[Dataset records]

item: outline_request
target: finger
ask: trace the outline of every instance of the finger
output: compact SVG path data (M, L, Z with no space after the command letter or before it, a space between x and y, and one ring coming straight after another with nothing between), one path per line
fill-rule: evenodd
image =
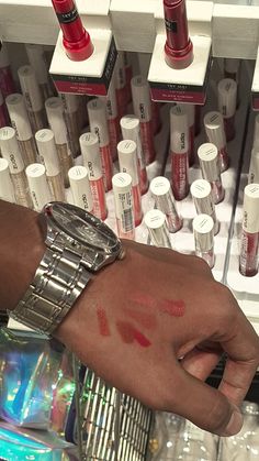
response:
M177 395L172 411L218 436L239 432L241 414L219 391L190 375L180 365L177 374L174 369L172 383Z
M180 364L192 376L205 381L219 362L221 356L219 352L205 352L194 349L184 355Z

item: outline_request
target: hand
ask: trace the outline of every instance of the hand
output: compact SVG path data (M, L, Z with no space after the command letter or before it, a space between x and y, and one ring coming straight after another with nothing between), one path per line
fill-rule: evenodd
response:
M97 374L147 406L230 436L259 364L259 339L203 260L124 241L56 336ZM218 389L204 383L227 354Z

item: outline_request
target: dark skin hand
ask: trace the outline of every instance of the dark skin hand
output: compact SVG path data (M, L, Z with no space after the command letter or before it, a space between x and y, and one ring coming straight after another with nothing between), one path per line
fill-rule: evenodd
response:
M11 309L45 245L35 212L0 202L0 307ZM238 432L238 407L259 365L251 325L201 259L123 244L125 259L93 276L55 336L106 382L151 408L222 436ZM204 380L223 352L226 367L215 389Z

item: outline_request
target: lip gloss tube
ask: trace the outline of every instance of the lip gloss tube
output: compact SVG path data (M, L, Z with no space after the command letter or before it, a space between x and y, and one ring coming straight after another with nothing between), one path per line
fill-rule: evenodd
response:
M226 140L235 138L235 112L237 106L237 84L232 78L224 78L217 85L218 110L223 114Z
M246 277L258 273L259 184L248 184L244 190L241 249L239 272Z
M0 198L15 204L14 188L10 175L9 162L0 157Z
M195 254L202 257L212 268L215 264L214 255L214 221L211 216L201 213L192 221Z
M170 109L170 155L171 185L176 200L182 200L189 193L189 124L184 108Z
M137 75L132 78L132 98L134 113L139 119L140 138L145 161L148 165L156 158L155 139L151 121L151 101L149 85L146 78Z
M219 231L219 222L216 218L211 184L206 179L195 179L191 185L191 195L196 213L205 213L212 217L214 222L214 235L216 235Z
M52 0L60 29L66 55L71 61L88 59L93 53L89 33L82 25L74 0Z
M53 97L45 101L47 119L54 132L57 155L61 167L65 187L69 187L68 171L72 166L71 151L68 144L67 127L64 120L63 102L60 98Z
M132 194L134 204L135 227L139 226L143 218L142 197L137 174L137 145L134 141L124 140L117 144L120 171L127 173L132 178Z
M102 176L102 163L98 136L94 133L85 133L79 138L83 165L88 169L88 176L92 193L93 215L102 219L108 217L105 188Z
M105 191L112 188L112 154L109 139L108 120L106 120L106 108L103 101L100 99L91 99L88 105L88 116L90 130L95 133L99 140L99 149L102 161L102 171Z
M92 212L92 194L88 177L88 169L86 166L72 166L68 172L68 177L71 186L74 204L86 211Z
M36 80L35 70L32 66L22 66L18 69L18 76L24 96L32 131L35 133L46 125L46 117L43 107L42 94Z
M2 157L9 163L16 204L31 208L32 199L27 187L24 162L13 128L4 127L0 129L0 149Z
M110 83L110 87L108 90L108 95L100 97L101 100L104 101L106 105L106 118L108 118L108 129L109 129L109 136L110 136L110 145L111 145L111 153L112 160L117 160L117 143L121 139L121 131L120 131L120 120L117 116L117 102L116 102L116 94L115 94L115 86L114 86L114 78L112 78Z
M165 59L173 69L184 69L193 62L189 37L185 0L164 0L167 41Z
M74 158L80 153L79 136L80 136L80 123L79 123L79 99L77 95L66 95L60 92L60 98L64 108L64 119L67 125L67 135L69 141L69 147Z
M164 176L157 176L150 183L150 191L156 208L166 215L169 232L179 231L182 228L182 218L177 212L170 182Z
M41 211L45 204L52 201L46 168L41 163L32 163L26 167L26 176L33 207L36 211Z
M112 177L117 235L120 239L135 239L132 177L127 173L116 173Z
M35 134L41 163L46 168L46 177L53 199L66 201L65 188L57 150L55 145L54 133L52 130L40 130Z
M137 145L137 167L140 186L140 194L144 195L148 190L148 178L145 155L142 147L139 120L136 116L125 116L121 119L122 136L124 140L132 140Z
M22 95L14 92L5 99L12 128L15 130L24 165L36 162L37 149Z
M0 88L4 99L8 95L15 91L5 43L2 43L2 47L0 50Z
M213 201L215 205L219 204L225 197L225 190L222 185L217 147L212 143L204 143L198 149L198 157L203 179L211 184Z
M53 89L49 85L48 66L45 59L44 47L43 45L26 43L25 50L30 65L35 70L43 101L45 101L54 95Z
M150 241L155 246L171 249L166 215L161 210L149 210L144 216Z
M227 154L224 121L221 112L207 112L204 117L204 127L209 142L215 144L218 149L221 172L225 172L229 166L229 158Z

* _Task goal_
Copy the records above, switching every "trace" to "draw" and leaving the rest unchanged. Leave the pictures out of your copy.

* _Result for this task_
item: outline_request
target: finger
ask: draw the outline of every instance of the finger
output: compact SVG path data (M, L, Z with no space after the command letter or before it, a space between x and y, and one ring coming straight after another with nothing between), one path per line
fill-rule: evenodd
image =
response:
M177 395L172 411L218 436L239 432L241 414L219 391L190 375L180 365L177 374L174 369L172 383Z
M180 364L192 376L205 381L219 362L221 356L219 352L205 352L194 349L184 355Z

item: outline_request
target: hand
ask: draw the outline of every instance of the hand
output: compact SVG path data (M, L, Z with no space after the command letter or before it, a space between x and y, and one ring coming straight after another with nothing between), one path per line
fill-rule: evenodd
response:
M97 374L147 406L230 436L259 364L259 339L203 260L124 241L56 336ZM218 389L204 383L227 354Z

item: outline_request
target: dark skin hand
ask: draw the outline of every instance of the dark skin hand
output: compact SVG path data (M, L, Z with no space after the command letter or before it, a space between x and y, and one ring coming straight after another with nothing between), one path per line
fill-rule: evenodd
response:
M11 309L45 245L35 212L0 202L0 307ZM238 432L238 407L259 365L251 325L201 259L123 244L125 259L93 276L55 336L106 382L151 408L222 436ZM204 380L223 352L226 367L215 389Z

item: outline_request
target: lip gloss tube
ask: draw the outline of every instance of the lip gloss tube
output: compact SVG path data (M, L, Z with no space after the command letter or before it, a space between x and y, and one ring coming straight after another with nothing between), one path per line
fill-rule: evenodd
response:
M226 140L235 138L235 112L237 106L237 84L232 78L224 78L217 85L218 110L223 114Z
M246 277L258 273L259 184L248 184L244 190L241 249L239 272Z
M0 198L15 204L14 188L10 175L9 162L0 157Z
M195 254L202 257L212 268L215 264L214 255L214 221L211 216L201 213L192 221Z
M170 109L170 155L171 185L176 200L182 200L189 193L189 124L184 108Z
M137 75L132 78L132 98L134 113L139 119L140 138L145 161L148 165L156 158L155 139L151 121L151 101L149 85L146 78Z
M219 231L219 222L216 218L211 184L206 179L195 179L191 185L191 195L196 213L205 213L212 217L214 222L214 235L216 235Z
M52 0L60 29L66 55L71 61L88 59L93 53L89 33L82 25L74 0Z
M53 97L45 101L47 119L54 132L57 155L61 167L65 187L69 187L68 171L72 166L71 151L68 144L67 127L64 120L63 102L60 98Z
M132 194L134 204L135 227L139 226L143 218L142 197L137 174L137 145L134 141L124 140L117 144L120 171L127 173L132 178Z
M102 176L102 163L98 136L94 133L85 133L79 138L83 165L88 169L88 176L92 193L93 215L102 219L108 217L105 188Z
M105 191L112 188L112 154L109 139L108 120L106 120L106 108L103 101L100 99L91 99L88 105L88 116L90 130L95 133L99 140L99 149L102 161L102 171Z
M92 212L92 194L88 177L88 169L86 166L72 166L68 172L68 177L71 186L74 204L86 211Z
M36 80L35 70L32 66L22 66L18 69L18 76L24 96L32 131L35 133L46 125L46 117L43 107L42 94Z
M2 157L9 163L16 204L31 208L32 199L27 187L24 162L13 128L4 127L0 129L0 149Z
M110 83L110 87L108 90L108 95L100 97L101 100L104 101L106 105L106 118L108 118L108 129L109 129L109 136L110 136L110 145L111 145L111 153L112 160L117 160L117 143L121 139L121 131L120 131L120 120L117 116L117 102L116 102L116 94L115 94L115 86L114 86L114 78L112 78Z
M165 59L173 69L184 69L193 62L189 37L185 0L164 0L167 41Z
M74 158L80 153L79 136L80 136L80 123L79 123L79 99L77 95L66 95L60 92L60 98L64 108L64 119L67 125L67 135L69 141L69 147Z
M164 176L157 176L150 183L150 191L156 208L166 215L169 232L179 231L182 228L182 218L177 212L170 182Z
M41 211L45 204L52 201L46 168L41 163L32 163L26 167L26 176L33 207L36 211Z
M112 177L117 235L120 239L135 239L132 177L127 173L116 173Z
M35 134L41 163L46 168L46 177L53 199L66 201L65 188L57 150L55 145L54 133L52 130L40 130Z
M137 145L137 167L140 186L140 194L144 195L148 190L148 178L145 155L142 147L139 120L136 116L125 116L121 119L122 136L124 140L132 140Z
M22 95L14 92L5 99L12 128L15 130L24 165L36 162L37 149Z
M0 88L4 99L8 95L15 91L5 43L2 43L2 47L0 50Z
M213 201L215 205L219 204L225 197L225 190L222 185L217 147L212 143L204 143L198 149L198 157L203 179L211 184Z
M53 89L49 85L48 66L45 59L44 47L43 45L26 43L25 50L30 65L35 70L43 101L45 101L54 95Z
M150 241L155 246L171 249L166 215L161 210L149 210L144 216Z
M227 154L224 121L221 112L207 112L204 117L204 127L209 142L215 144L218 149L221 172L225 172L229 166L229 158Z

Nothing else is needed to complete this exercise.